[Texto para análise]:
Terceiro, a UE e a NATO não devem limitar a sua cooperação apenas aos governos. O crédito pelo acolhimento de refugiados ucranianos deve ir principalmente para os autarcas, ONG e famílias da Polónia. O governo polaco abriu as suas fronteiras para esses refugiados, mas de forma seletiva. Os ucranianos que chegam à Polónia via Moldávia, por exemplo, são tratados com menos generosidade. Assim, a sociedade civil polaca deve ser vista como um interlocutor. Isto é especialmente verdadeiro para aqueles que respeitam a constituição democrática do país, manifestando-se contra leis anti-aborto draconianas, opondo-se à discriminação de indivíduos LGBT+, exigindo políticas ambientais rigorosas, ajudando refugiados sírios e afegãos na fronteira da Polónia com a Bielorrússia e resistindo à propaganda ideológica na comunicação social pública e escolas. O atual governo de Varsóvia dificilmente pode alegar agir em nome dessas pessoas corajosas.

Quarto, o atual governo da Polónia não é um monólito e pode ser encorajado a sacrificar a ideologia pela cooperação contra Putin. No entanto, isso não pode ser feito de forma instrumental. A UE e os seus Estados-membros, como a Alemanha, devem abster-se de intervir em disputas políticas internas na Polónia. Cabe aos polacos escolher o seu próprio governo. No entanto, os líderes da UE ao lidar com a Polónia devem respeitar a lei europeia, defender as instituições europeias e respeitar as normas europeias. A NATO deve reconhecer o papel central da Polónia na dissuasão de uma possível agressão e na contenção das repercussões da crescente instabilidade no Leste.

Quinto, a assistência da Polónia aos refugiados ucranianos deve ser excluída de considerações políticas. Nenhum país é capaz de lidar com dois milhões de refugiados que chegam praticamente da noite para o dia, e a Polónia não tem experiência nem infraestruturas para acomodar um número tão grande de pessoas, apesar de todas as boas intenções. Os refugiados necessitam de alimentação, alojamento, ajuda médica, formação e educação. A longo prazo, eles também exigirão oportunidades de trabalho e assimilação com a população local em igualdade de condições. O fracasso em fornecer tudo isso está fadado a criar tensões sociais. As ONG e os conselhos municipais são mais adequados para ajudar mães, crianças e idosos ucranianos atualmente na Polónia, mas precisam de assistência tangível da UE e dos EUA.

[Dados fornecidos]:

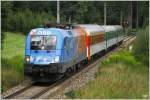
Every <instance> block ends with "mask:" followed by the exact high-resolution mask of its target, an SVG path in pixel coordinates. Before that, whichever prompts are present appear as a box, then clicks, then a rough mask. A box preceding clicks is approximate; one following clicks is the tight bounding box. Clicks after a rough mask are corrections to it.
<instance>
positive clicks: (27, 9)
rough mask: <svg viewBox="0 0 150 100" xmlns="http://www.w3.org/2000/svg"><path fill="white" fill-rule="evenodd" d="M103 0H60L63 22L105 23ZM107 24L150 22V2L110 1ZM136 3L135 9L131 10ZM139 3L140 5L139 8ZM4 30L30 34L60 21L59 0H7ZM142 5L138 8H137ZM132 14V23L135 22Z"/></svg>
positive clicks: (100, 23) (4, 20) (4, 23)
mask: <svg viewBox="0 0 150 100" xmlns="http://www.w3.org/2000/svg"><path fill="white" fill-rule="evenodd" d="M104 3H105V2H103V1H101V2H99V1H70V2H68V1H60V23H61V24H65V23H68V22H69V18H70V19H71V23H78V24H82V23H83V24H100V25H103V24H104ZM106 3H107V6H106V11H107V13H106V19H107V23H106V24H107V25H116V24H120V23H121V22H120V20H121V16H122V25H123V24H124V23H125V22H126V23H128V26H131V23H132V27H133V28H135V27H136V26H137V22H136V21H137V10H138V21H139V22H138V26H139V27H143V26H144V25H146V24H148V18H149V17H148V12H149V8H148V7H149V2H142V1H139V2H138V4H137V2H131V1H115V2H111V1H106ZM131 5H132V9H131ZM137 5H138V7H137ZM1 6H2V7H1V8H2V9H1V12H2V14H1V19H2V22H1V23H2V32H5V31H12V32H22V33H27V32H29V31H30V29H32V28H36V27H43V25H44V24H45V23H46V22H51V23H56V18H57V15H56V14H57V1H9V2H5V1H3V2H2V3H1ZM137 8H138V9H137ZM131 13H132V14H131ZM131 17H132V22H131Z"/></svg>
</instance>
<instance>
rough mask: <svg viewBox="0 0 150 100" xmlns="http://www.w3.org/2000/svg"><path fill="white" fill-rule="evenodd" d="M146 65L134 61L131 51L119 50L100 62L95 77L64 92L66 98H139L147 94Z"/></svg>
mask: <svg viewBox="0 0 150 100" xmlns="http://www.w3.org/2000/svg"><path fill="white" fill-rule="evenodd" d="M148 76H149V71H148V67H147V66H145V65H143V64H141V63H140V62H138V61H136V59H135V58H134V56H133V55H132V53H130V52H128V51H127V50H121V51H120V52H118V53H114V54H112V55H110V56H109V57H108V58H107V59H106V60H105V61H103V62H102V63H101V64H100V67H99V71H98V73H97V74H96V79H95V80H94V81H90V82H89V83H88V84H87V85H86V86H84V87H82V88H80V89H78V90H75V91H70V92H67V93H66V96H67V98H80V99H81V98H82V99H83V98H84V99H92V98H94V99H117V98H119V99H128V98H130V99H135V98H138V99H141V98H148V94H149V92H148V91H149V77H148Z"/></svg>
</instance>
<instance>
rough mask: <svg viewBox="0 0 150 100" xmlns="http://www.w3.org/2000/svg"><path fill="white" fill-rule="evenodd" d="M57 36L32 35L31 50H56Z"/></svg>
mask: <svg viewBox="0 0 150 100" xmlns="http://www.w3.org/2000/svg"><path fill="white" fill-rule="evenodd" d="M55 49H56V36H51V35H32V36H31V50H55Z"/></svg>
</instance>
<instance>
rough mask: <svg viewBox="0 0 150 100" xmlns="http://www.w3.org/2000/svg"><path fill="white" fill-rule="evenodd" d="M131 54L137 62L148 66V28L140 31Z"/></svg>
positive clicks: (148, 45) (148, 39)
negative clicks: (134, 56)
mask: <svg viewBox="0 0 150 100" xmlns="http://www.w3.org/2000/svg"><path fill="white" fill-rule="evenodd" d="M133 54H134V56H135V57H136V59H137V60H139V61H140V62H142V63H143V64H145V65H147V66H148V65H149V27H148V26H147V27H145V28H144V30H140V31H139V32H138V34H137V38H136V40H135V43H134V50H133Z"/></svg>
---
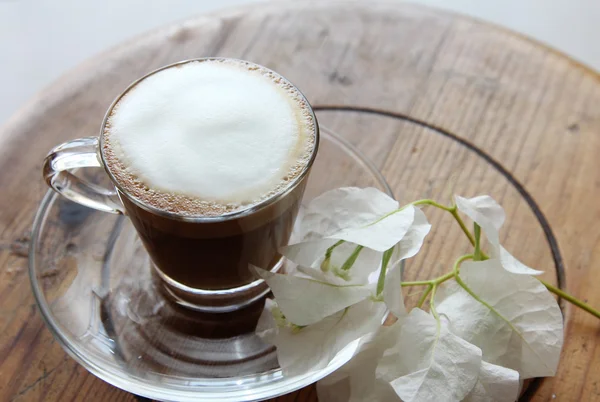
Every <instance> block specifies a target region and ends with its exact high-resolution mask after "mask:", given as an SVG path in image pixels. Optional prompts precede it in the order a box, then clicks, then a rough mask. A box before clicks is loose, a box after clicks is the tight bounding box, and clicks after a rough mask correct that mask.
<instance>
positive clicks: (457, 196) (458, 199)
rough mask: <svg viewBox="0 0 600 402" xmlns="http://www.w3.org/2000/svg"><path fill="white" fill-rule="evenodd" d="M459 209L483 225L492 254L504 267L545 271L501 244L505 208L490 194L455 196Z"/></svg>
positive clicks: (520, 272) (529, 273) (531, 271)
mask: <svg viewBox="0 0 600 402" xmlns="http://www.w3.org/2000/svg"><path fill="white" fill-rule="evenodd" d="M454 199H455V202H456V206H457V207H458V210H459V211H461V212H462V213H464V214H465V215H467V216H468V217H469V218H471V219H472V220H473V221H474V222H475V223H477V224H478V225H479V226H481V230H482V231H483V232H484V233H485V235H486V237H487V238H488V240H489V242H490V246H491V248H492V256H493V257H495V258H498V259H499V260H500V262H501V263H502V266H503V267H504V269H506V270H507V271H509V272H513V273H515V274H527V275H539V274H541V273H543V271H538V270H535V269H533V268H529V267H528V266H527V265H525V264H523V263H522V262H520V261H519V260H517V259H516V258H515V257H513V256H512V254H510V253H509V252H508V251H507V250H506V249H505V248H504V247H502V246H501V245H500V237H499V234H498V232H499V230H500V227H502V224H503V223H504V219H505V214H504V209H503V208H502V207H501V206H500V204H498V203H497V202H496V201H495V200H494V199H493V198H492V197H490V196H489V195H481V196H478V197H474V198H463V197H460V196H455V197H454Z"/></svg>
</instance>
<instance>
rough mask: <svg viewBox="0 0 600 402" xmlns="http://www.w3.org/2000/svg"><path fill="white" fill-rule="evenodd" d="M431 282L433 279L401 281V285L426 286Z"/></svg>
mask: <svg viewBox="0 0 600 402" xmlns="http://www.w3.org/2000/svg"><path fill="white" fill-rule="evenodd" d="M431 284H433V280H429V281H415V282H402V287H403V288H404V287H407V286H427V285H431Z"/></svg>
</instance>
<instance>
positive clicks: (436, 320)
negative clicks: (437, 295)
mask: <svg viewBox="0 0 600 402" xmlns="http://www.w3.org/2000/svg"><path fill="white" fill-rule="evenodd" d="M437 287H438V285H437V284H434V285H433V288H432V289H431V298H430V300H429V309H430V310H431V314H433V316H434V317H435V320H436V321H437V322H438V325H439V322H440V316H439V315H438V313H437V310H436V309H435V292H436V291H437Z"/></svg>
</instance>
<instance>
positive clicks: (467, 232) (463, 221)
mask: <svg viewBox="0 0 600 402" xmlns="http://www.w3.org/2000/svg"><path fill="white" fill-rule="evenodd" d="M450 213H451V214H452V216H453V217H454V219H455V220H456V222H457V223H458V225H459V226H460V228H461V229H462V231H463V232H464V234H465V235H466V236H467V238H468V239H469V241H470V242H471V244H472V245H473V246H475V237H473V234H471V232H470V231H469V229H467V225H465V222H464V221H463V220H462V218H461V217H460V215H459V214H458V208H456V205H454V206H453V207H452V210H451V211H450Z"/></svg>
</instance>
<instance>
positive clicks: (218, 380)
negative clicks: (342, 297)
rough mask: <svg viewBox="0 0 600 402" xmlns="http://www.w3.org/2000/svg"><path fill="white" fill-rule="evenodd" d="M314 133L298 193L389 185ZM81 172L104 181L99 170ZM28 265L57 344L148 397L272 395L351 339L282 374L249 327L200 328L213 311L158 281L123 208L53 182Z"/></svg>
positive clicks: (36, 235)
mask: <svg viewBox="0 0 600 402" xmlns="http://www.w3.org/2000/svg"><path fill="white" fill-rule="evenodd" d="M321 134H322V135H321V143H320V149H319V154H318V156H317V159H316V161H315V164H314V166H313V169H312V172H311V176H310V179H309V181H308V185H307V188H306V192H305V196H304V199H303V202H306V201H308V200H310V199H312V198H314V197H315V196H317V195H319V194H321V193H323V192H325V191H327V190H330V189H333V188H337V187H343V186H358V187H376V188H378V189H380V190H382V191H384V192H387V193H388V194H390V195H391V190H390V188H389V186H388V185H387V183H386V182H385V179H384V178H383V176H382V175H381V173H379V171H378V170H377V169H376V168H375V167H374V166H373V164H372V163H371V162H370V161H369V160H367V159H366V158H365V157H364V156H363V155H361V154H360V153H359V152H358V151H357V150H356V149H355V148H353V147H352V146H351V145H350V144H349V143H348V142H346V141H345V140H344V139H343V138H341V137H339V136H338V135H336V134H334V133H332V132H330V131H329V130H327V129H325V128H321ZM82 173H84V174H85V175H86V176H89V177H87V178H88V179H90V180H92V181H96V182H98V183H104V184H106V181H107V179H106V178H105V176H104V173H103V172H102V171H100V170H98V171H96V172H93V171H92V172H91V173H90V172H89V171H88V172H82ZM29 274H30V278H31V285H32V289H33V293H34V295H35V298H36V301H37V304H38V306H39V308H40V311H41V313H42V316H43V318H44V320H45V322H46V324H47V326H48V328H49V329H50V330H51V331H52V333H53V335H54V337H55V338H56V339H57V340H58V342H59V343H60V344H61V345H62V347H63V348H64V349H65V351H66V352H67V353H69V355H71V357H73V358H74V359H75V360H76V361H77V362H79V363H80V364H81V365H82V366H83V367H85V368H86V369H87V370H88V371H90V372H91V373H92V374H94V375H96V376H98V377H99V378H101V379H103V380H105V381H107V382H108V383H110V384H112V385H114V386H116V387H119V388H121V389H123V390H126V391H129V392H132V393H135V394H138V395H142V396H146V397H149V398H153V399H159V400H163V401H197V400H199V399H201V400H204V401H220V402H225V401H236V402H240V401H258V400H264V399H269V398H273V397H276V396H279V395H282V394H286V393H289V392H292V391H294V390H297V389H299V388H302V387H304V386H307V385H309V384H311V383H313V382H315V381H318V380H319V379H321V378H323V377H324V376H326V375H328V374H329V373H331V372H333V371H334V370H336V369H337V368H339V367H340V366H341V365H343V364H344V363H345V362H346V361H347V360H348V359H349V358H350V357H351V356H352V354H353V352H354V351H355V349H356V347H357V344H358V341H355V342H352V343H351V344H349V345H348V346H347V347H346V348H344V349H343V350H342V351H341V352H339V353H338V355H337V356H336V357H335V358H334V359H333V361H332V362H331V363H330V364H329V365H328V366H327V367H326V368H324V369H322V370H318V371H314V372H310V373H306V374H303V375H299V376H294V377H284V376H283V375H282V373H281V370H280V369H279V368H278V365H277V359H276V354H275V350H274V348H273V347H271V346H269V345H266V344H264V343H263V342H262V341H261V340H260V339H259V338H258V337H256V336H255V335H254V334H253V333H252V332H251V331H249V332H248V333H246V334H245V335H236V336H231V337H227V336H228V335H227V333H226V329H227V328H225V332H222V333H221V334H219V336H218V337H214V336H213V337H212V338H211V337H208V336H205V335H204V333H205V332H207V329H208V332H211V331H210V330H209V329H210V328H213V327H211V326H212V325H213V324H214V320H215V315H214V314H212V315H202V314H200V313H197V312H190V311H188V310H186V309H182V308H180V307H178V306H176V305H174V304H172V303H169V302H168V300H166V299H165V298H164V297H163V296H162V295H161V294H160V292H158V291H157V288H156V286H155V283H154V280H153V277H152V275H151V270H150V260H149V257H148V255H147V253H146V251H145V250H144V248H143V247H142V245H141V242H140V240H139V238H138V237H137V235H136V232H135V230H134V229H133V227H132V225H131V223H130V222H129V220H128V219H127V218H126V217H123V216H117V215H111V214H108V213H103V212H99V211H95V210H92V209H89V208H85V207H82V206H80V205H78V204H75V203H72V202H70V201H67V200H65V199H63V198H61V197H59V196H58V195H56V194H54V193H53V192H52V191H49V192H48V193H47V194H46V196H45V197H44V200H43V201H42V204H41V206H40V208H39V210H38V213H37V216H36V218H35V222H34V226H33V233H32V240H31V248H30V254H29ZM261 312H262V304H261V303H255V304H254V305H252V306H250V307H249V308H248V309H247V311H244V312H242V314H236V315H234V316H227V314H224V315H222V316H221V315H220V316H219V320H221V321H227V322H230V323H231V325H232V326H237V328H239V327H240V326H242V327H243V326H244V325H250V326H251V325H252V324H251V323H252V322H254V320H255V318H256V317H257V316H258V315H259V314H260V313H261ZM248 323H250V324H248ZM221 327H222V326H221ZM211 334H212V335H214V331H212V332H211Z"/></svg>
--
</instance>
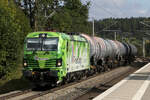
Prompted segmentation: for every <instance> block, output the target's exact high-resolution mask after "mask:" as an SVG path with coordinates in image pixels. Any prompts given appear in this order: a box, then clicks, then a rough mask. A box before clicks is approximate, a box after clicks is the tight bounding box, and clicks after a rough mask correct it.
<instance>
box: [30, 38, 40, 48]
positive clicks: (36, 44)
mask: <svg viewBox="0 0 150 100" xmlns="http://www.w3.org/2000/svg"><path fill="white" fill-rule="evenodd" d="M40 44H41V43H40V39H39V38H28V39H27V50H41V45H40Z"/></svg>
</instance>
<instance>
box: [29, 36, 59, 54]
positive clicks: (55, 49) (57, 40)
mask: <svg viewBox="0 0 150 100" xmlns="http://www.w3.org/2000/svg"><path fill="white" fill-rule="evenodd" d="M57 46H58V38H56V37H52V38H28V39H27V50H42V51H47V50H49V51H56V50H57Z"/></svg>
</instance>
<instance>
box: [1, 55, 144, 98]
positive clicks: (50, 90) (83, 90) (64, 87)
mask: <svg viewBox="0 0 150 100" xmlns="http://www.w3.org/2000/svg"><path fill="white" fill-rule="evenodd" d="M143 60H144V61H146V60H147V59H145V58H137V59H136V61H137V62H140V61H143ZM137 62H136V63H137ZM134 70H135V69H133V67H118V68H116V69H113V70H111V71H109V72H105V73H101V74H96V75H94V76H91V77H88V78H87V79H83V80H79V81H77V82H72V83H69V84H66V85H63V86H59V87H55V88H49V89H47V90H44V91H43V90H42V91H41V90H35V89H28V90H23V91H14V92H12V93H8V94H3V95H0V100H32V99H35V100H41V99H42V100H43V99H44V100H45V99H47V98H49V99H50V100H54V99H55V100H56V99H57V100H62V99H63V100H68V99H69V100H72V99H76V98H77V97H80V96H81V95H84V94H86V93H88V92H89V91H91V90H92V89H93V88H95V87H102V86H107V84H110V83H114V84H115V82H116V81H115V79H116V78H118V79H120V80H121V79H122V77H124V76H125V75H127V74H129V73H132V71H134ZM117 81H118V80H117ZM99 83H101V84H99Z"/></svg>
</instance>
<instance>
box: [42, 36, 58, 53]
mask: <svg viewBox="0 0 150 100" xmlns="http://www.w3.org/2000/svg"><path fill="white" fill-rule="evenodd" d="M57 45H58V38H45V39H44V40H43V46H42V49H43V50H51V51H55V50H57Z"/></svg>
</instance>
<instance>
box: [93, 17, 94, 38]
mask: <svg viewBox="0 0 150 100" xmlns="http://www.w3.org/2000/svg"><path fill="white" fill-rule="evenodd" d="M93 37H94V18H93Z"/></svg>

[Problemas a resolver]:
1. No texto sobre a Polónia e os refugiados ucranianos, que exemplo se dá de ucranianos tratados com menos generosidade?
2. Prossiga o texto sobre a Polónia e os refugiados ucranianos a partir do ponto em que termina.

[Respostas abaixo]:
1. Os ucranianos que chegam à Polónia via Moldávia.

2.
A invasão russa da Ucrânia foi um alerta para a UE e a NATO. O desafio é enfrentar Putin enquanto continuamos a aplicar os padrões liberais. É difícil proteger os orçamentos sociais quando há pressão para aumentar os gastos militares. A segurança nacional exige um regime de emergência, que pode ter implicações prejudiciais para as liberdades individuais e os requisitos democráticos. A comunicação social também não pode ter um desempenho normal ao relatar ou discutir guerras. Nesta guerra em particular, existe a tentação de suspender ou mesmo cancelar políticas destinadas a deter as alterações climáticas. Precisamos de unidade dentro da UE e da NATO mais do que nunca, mas a unidade não é o objetivo em si. O objetivo é tornar a Europa segura, democrática, próspera e ambientalmente sustentável. Precisamos de uma coligação de vontades e capacidades para nos aproximarmos desses nobres objetivos. Acredito que a Polónia fará parte dessa coligação, mas aqueles que no país têm agendas antidemocráticas devem ouvir veementemente: obrigado, mas não obrigado. O mesmo princípio deve ser aplicado a todos os políticos aventureiros e nativistas em todo o continente. Não queremos acordar numa Europa não liberal depois de pararmos Putin.


Jan Zielonka é Professor de Política Europeia na Universidade de Oxford e Veneza, Ca Foscari. O seu último livro é Counter-revolution. Liberal Europe in Retreat, (Oxford University Press, 2018).